» Information shown
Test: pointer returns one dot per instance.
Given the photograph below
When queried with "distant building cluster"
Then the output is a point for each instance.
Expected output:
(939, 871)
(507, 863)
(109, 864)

» Aim
Reproduce every line of the material above word for word, changing nothing.

» Expected answer
Test: pointer returns one dot per instance.
Given the photograph below
When queried with "distant building cluster"
Then the output is a point for each instance.
Expected output:
(939, 871)
(507, 863)
(109, 864)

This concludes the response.